◆ **Material for the task**:
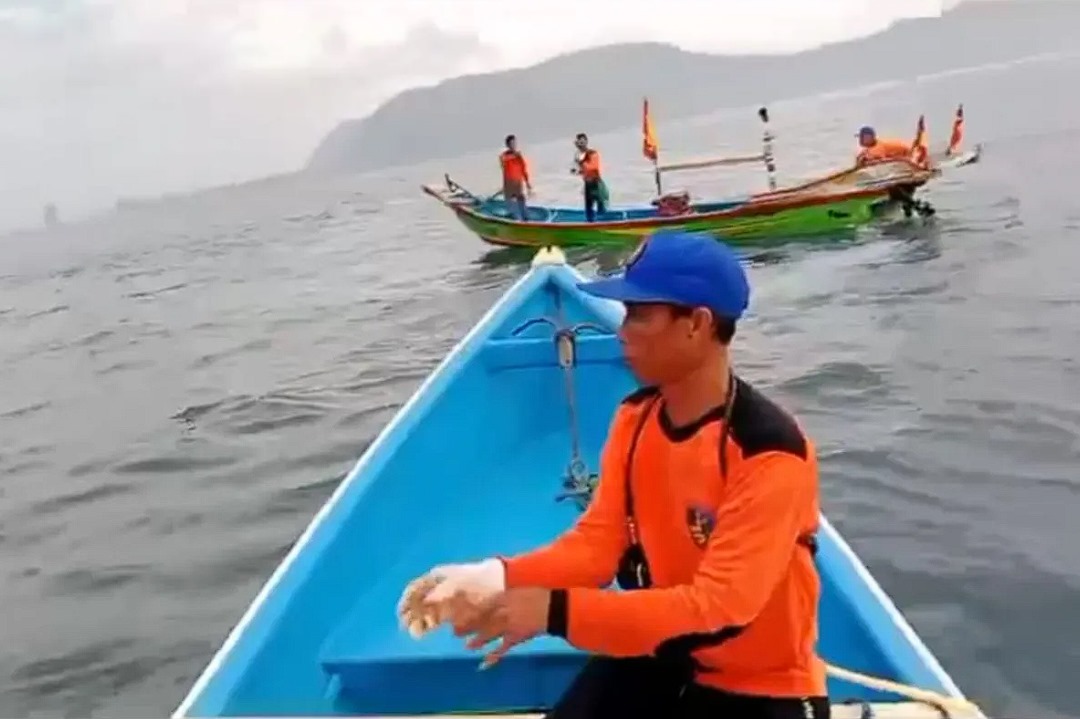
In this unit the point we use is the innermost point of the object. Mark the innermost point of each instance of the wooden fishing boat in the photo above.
(828, 205)
(483, 459)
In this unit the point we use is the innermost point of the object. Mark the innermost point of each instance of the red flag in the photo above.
(957, 138)
(649, 147)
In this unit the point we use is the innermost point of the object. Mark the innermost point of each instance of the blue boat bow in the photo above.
(481, 460)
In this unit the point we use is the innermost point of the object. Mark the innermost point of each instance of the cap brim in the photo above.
(621, 290)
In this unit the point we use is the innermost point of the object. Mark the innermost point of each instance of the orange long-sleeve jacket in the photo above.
(515, 168)
(883, 149)
(730, 553)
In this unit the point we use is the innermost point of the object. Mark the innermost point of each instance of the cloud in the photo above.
(103, 98)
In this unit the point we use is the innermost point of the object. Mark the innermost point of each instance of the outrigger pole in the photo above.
(650, 150)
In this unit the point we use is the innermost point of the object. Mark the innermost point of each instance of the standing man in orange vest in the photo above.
(515, 177)
(875, 149)
(588, 164)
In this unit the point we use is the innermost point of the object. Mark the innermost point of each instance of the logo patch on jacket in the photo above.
(701, 523)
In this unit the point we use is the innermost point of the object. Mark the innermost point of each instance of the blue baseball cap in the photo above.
(688, 269)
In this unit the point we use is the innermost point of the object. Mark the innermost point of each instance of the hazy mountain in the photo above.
(601, 89)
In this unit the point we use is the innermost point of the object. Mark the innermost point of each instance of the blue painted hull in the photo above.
(471, 466)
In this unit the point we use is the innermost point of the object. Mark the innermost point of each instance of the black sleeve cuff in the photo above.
(558, 613)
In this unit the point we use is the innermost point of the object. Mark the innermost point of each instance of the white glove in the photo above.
(421, 607)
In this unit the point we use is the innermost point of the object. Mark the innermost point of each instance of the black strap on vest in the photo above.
(633, 571)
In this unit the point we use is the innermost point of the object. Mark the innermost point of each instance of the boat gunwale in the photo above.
(785, 199)
(748, 208)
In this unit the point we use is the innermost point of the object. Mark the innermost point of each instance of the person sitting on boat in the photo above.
(705, 512)
(586, 163)
(875, 149)
(515, 177)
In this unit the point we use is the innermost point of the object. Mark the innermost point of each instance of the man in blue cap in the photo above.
(705, 514)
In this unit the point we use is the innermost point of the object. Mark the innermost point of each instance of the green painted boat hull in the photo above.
(819, 219)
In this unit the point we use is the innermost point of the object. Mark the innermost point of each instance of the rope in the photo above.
(914, 693)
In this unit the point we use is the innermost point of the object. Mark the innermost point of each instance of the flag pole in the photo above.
(767, 137)
(649, 146)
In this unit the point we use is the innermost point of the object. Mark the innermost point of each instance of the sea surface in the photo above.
(184, 383)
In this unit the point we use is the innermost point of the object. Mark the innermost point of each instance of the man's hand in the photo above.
(514, 615)
(436, 596)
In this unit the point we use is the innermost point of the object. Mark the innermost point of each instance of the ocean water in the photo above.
(185, 383)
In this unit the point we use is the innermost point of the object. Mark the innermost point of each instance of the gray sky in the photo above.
(106, 98)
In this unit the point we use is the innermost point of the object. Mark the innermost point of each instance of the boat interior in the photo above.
(475, 464)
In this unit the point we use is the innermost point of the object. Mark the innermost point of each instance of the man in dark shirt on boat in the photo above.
(586, 163)
(515, 177)
(705, 512)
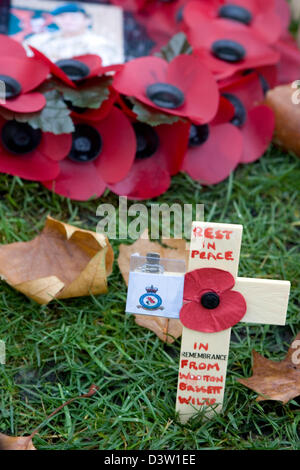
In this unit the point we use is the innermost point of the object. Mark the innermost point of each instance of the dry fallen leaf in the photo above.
(16, 443)
(276, 380)
(287, 117)
(62, 262)
(25, 442)
(166, 330)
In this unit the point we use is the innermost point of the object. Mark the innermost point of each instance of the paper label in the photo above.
(155, 294)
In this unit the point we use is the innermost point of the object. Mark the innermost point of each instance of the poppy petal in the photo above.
(30, 73)
(55, 147)
(54, 69)
(28, 103)
(78, 181)
(119, 146)
(231, 310)
(213, 161)
(145, 180)
(198, 85)
(257, 133)
(173, 141)
(225, 112)
(206, 279)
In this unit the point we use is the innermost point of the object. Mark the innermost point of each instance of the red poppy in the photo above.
(210, 304)
(183, 87)
(73, 71)
(102, 152)
(255, 121)
(258, 16)
(226, 47)
(21, 76)
(159, 155)
(215, 149)
(30, 153)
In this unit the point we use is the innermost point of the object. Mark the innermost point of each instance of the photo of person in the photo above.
(71, 29)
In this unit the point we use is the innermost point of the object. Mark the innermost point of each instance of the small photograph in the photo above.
(64, 30)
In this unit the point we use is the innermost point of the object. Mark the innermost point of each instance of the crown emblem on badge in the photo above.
(151, 289)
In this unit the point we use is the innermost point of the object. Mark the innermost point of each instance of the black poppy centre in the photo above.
(240, 113)
(210, 300)
(86, 144)
(228, 50)
(235, 13)
(74, 69)
(147, 140)
(20, 138)
(198, 135)
(165, 95)
(12, 87)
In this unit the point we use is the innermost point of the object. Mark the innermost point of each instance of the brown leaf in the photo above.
(62, 262)
(295, 9)
(167, 330)
(275, 380)
(16, 443)
(287, 117)
(25, 442)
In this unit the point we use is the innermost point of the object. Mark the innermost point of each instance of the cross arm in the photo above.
(267, 300)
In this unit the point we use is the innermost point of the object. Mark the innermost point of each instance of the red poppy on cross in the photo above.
(215, 299)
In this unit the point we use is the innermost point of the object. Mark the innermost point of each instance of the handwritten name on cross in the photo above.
(204, 356)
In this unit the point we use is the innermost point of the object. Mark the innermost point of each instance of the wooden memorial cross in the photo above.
(204, 355)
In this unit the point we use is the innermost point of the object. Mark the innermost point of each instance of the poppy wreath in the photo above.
(195, 104)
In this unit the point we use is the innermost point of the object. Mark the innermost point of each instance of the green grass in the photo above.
(55, 352)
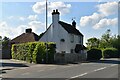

◆ **What the task requires**: Select each line of the rows above that contains the word "green". Case matters when matching.

◆ **Task response**:
In this unit the point we use is the innermost point of the object. Mark the innermost point of each instance of the green painted boat hull in the photo above.
In this unit the point we use is the innermost point of the object. Mark the innermost point of each instance of the green grass in the photo above.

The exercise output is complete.